Justin Allen is a writer and performer from Northern Virginia. He has read at the Poetry Project, Kampnagel, and Serpentine Sackler Gallery, and performed at Artists Space, Knockdown Center, and Queer Abstract.

Justin is also a fellow fellow of QT EA in QAM. 
Picture
Justin Allen, photo by Texas Isaiah
Justin Allen: Hey!

Queer Trash/Eames Armstrong: 🙂 how are ya 

JA: Pretty good, you?

EA: I'm good, a little dizzy with too much on my plate but thats how I like it

JA: I totally get that

EA: Can't crash if I can't stop haha. Looking ahead to Queer Trash: the Symposium, I’m curious to hear how you've been thinking about the "symposium" format

JA: Totally. When I hear symposium, my mind immediately goes to someone standing at a lectern delivering information, but I'm hoping to interpret this format in a way that fits the work I'm presenting.
I'll be performing my piece Explain Totality, which I made in 2017, and will follow this with a reading of poems and non-fiction that are informed by the same research as the performance
I'm interesting in juxtaposing dance performance with reading
The performance is similarly split between performance and a reading by my recorded voice, so I want to keep this relationship going

EA: Can you talk about the research?
 
JA: For about 2 years now I've been researching both the origins of emo music, which I grew up an avid listener of, and the history of US suburbs, one of which I grew up in. I am very interested in linguistics, and I understand history, and strands of histories interweaving, as an etymology of contemporary culture and life. In this way, this research was very much inspired by a desire to understand my adolescent and present selves, and the regional and popular culture that shapes me.
_ _ _
[YOUR INSTRUCTIONS]
Answer these questions using the interview with Justin Allen.
(a) Where is Justin Allen from?
(b) In what year did he make his piece Explain Totality?
(c) For about how long has he been researching the origins of emo music and the history of US suburbs?

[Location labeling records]
_ _ _
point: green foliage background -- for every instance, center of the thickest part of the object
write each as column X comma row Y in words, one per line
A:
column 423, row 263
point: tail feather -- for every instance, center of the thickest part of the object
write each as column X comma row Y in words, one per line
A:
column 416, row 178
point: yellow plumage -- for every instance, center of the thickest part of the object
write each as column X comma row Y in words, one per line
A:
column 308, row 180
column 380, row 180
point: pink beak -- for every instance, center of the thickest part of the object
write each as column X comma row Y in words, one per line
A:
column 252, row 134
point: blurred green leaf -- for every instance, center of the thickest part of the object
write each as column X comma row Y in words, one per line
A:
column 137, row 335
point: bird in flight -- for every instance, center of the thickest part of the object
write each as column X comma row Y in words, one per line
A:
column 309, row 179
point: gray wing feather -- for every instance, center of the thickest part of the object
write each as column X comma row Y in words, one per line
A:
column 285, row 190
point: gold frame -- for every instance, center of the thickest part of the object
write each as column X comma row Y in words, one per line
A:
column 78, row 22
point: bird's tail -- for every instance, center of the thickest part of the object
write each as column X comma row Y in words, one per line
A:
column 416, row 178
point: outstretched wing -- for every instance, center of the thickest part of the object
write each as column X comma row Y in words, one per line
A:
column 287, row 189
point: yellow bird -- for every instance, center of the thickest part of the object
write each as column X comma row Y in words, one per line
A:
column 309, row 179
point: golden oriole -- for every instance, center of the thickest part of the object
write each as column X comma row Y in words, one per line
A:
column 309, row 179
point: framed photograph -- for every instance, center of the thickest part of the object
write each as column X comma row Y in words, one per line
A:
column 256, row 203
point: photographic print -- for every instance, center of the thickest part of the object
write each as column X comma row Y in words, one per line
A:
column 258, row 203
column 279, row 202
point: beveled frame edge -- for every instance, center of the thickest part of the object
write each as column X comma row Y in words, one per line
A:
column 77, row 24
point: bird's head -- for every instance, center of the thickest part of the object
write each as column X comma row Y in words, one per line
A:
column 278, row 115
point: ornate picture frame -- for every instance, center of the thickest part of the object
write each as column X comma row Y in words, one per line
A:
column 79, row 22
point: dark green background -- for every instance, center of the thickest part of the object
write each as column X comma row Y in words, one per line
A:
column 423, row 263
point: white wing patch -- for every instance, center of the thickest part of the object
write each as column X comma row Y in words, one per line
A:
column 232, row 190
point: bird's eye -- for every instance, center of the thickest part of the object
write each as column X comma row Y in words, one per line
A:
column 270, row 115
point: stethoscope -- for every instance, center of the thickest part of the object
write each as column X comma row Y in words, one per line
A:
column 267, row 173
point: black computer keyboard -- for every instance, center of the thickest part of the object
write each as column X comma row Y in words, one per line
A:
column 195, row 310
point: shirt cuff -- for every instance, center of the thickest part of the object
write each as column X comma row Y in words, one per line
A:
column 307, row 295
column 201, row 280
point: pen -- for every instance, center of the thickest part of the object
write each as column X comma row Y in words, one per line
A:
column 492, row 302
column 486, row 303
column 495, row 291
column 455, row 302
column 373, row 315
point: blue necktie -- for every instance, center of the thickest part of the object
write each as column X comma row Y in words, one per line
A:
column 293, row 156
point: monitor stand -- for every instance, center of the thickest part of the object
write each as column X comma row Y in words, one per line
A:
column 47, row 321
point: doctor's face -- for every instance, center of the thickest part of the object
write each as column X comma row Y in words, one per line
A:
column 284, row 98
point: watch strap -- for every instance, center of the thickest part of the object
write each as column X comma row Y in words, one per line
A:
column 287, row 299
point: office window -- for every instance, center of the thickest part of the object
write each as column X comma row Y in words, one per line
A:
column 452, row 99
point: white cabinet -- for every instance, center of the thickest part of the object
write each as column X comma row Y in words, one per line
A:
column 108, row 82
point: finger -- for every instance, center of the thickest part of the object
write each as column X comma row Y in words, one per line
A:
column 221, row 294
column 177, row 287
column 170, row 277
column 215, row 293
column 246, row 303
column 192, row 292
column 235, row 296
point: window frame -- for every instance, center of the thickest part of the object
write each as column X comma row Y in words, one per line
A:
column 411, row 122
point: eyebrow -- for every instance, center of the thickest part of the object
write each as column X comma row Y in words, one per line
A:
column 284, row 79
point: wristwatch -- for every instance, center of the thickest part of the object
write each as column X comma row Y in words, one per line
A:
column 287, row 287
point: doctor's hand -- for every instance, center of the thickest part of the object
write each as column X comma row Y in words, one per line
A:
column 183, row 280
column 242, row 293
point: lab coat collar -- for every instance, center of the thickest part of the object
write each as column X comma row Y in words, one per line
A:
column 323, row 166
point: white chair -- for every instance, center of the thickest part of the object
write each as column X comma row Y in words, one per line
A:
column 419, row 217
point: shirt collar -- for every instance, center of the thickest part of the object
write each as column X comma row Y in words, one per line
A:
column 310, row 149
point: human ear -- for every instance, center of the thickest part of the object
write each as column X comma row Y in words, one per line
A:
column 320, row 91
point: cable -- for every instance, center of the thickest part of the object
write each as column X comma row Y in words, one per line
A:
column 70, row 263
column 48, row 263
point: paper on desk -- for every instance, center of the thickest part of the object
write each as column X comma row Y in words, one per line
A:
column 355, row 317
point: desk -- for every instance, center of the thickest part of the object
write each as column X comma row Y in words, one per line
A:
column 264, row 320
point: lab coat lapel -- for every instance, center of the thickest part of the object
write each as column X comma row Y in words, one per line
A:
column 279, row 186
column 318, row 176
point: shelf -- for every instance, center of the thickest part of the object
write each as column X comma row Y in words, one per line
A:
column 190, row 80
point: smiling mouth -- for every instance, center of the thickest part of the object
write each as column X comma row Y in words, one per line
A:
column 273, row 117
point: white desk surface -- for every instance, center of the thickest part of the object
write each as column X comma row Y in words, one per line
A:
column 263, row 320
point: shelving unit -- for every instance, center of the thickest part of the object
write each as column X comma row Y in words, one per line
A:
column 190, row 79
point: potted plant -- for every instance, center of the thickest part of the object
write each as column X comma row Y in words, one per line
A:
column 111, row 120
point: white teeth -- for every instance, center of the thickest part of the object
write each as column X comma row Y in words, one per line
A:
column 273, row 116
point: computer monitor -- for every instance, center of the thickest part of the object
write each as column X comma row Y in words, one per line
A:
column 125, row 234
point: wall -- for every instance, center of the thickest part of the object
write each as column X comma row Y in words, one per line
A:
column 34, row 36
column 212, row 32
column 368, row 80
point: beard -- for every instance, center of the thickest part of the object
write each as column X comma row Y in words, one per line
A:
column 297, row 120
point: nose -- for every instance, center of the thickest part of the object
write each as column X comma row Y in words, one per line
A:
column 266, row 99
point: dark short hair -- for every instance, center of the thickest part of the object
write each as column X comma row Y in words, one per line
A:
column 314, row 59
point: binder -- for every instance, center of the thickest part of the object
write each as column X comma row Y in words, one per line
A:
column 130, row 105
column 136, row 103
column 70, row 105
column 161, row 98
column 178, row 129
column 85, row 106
_ _ _
[FINISHED TASK]
(a) Northern Virginia
(b) 2017
(c) About 2 years